(Dataset excerpts)

===============

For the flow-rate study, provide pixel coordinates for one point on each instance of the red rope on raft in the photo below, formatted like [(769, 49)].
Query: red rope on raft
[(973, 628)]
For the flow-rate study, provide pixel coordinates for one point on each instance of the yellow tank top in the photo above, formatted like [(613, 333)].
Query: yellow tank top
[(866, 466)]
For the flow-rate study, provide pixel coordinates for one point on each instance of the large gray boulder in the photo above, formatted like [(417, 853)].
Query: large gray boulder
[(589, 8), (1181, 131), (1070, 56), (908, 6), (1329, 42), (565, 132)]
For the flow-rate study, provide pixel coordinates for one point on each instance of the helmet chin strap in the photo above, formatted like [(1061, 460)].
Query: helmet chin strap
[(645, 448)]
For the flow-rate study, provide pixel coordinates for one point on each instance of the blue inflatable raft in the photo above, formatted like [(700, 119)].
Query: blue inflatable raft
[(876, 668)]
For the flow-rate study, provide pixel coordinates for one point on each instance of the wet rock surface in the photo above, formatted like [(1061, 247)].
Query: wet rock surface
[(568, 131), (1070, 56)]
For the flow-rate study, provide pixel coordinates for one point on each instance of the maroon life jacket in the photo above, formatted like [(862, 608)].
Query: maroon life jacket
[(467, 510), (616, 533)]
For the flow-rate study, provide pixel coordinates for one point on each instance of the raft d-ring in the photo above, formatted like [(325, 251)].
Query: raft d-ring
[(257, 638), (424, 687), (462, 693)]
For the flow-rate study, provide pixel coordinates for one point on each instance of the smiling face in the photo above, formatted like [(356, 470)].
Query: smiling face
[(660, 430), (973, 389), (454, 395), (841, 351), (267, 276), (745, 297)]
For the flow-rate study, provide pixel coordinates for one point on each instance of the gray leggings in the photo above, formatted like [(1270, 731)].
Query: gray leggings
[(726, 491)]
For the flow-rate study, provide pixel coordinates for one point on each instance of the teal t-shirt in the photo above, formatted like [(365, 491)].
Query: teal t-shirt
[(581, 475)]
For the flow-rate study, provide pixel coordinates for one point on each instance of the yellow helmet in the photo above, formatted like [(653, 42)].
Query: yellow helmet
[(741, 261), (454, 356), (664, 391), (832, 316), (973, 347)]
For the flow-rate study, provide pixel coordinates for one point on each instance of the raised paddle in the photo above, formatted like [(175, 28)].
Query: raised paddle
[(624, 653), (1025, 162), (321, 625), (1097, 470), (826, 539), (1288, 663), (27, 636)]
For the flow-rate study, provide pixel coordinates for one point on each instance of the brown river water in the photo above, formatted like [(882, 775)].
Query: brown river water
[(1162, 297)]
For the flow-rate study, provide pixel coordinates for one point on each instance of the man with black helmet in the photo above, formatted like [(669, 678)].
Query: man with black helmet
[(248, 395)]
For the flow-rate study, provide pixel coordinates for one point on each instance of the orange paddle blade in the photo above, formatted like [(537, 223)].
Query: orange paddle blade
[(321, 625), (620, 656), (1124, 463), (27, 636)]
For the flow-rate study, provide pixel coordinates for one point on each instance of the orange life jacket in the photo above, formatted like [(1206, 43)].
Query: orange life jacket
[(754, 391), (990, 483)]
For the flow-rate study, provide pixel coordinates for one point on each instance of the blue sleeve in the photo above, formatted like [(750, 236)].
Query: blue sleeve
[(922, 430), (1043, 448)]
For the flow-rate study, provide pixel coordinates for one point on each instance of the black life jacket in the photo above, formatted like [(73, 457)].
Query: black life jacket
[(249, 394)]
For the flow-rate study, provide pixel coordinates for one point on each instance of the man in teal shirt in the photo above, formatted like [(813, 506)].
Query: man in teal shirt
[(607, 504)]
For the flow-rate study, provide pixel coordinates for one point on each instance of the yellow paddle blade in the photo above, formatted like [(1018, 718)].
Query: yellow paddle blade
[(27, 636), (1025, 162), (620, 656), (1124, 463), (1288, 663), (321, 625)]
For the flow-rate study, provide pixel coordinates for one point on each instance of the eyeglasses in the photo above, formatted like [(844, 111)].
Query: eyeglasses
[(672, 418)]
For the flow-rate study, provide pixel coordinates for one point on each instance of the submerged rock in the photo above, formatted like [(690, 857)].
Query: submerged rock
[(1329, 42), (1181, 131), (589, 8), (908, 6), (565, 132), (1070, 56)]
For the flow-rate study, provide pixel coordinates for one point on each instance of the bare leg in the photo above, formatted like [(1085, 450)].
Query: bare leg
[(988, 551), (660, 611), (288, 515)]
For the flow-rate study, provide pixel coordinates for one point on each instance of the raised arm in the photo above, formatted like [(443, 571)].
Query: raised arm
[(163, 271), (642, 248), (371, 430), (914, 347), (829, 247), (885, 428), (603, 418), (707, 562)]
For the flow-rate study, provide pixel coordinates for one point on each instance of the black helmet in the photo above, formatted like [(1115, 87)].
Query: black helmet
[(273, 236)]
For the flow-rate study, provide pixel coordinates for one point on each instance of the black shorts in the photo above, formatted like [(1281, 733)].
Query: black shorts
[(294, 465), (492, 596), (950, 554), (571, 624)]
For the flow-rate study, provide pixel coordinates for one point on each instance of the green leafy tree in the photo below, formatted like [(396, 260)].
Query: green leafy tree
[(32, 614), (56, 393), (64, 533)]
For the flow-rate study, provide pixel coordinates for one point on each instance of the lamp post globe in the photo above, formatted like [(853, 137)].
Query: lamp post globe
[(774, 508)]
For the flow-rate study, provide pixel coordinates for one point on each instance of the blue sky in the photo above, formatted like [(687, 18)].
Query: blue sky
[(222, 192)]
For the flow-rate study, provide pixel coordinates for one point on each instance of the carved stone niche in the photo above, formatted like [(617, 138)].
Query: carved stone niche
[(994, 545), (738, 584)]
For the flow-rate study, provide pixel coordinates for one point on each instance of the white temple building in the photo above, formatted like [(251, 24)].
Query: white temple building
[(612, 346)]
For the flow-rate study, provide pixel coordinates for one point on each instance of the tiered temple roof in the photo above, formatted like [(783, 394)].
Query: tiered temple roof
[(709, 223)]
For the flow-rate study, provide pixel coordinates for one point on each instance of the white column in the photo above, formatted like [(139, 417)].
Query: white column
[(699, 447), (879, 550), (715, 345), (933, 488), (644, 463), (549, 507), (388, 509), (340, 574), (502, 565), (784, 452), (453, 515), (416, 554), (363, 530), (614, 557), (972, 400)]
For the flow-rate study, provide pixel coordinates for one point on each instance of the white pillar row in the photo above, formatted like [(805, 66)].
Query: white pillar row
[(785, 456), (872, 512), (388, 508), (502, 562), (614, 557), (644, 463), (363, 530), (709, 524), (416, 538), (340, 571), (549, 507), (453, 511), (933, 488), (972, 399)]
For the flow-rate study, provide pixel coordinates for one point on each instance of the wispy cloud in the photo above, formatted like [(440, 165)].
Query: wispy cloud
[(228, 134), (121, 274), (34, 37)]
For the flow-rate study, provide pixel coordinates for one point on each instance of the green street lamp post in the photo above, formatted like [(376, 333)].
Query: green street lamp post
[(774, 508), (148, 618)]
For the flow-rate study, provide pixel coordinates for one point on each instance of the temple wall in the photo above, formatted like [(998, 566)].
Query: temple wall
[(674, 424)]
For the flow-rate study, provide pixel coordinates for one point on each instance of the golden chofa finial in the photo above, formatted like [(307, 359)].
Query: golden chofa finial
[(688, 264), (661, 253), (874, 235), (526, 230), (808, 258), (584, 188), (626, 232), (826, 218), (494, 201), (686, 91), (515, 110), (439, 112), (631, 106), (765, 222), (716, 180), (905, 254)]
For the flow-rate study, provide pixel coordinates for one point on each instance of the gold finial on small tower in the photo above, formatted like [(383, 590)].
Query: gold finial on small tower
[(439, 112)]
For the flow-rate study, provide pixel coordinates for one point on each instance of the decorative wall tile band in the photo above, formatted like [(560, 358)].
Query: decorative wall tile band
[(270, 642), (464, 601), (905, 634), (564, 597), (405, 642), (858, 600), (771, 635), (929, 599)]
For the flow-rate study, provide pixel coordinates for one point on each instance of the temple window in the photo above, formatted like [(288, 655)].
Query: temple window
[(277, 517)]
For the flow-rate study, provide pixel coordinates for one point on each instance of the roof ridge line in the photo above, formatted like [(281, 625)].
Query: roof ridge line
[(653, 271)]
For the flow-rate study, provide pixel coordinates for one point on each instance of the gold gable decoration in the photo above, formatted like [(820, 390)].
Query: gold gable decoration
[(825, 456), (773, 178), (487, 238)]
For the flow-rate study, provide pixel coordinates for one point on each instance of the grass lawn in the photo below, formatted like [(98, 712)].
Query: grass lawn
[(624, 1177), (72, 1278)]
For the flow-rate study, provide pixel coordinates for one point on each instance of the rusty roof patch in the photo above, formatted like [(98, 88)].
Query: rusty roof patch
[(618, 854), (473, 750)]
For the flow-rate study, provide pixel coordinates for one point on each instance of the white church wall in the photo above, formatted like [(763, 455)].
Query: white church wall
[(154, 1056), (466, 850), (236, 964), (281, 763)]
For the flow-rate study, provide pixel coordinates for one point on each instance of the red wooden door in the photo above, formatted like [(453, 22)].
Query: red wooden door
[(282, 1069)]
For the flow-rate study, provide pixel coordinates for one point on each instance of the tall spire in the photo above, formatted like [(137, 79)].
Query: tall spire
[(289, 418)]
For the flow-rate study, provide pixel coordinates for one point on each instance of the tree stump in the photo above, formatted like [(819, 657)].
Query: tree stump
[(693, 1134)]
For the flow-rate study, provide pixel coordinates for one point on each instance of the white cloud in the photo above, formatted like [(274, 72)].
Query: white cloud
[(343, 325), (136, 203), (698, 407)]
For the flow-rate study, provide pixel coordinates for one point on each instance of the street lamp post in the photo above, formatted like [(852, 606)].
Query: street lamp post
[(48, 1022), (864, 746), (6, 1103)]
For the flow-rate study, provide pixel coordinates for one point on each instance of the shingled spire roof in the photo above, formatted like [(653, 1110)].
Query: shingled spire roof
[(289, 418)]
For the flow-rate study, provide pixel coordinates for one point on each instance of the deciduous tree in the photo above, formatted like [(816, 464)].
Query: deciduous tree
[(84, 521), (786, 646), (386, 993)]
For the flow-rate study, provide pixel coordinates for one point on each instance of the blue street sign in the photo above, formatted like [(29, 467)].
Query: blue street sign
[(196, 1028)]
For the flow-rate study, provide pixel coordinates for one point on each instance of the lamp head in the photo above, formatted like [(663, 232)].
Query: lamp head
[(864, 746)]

===============

● Problem description:
Starting with the line above that holds "like [(882, 775)]." and stopping with the line that holds "like [(813, 506)].", reproduce each line exactly, omitting all other lines.

● Response to this exercise:
For the flow-rate study, provide pixel coordinates for one point on each instance of the brown river water in the photo above, formatted like [(882, 775)].
Query: brown river water
[(1162, 297)]
For the flow-rate study, provide pixel coordinates for one point on each instance of the man with black helmet in the photo above, formatted like [(669, 678)].
Query: man with black helmet
[(248, 395)]
For the flow-rate study, provide pixel coordinates for one point on each instance of the orange paddle blade in the photo above, formatted like [(537, 223)].
Query: orange paddle blade
[(321, 625), (620, 656), (1124, 463), (27, 636)]
For the flow-rate study, provide pixel coordinates for one point on each instance of the orange life jacket in the photo above, formatted like [(1206, 43)].
Query: orange life jacket
[(754, 391), (990, 483)]
For the flow-rate study, provide pixel coordinates for one point on each instance of the blue sleeve in the photo above, formatted like [(750, 236)].
Query: blue sleeve
[(922, 430), (1043, 448)]
For the flow-rate study, provide pixel coordinates for one point on each instance of the black life jacket in the photo above, formatted like [(73, 457)].
Query: black life jacket
[(249, 394)]
For the flow-rate study, provide pixel coordinates for one point on each instance of the man in teal shirt in the photo above, formatted like [(813, 506)].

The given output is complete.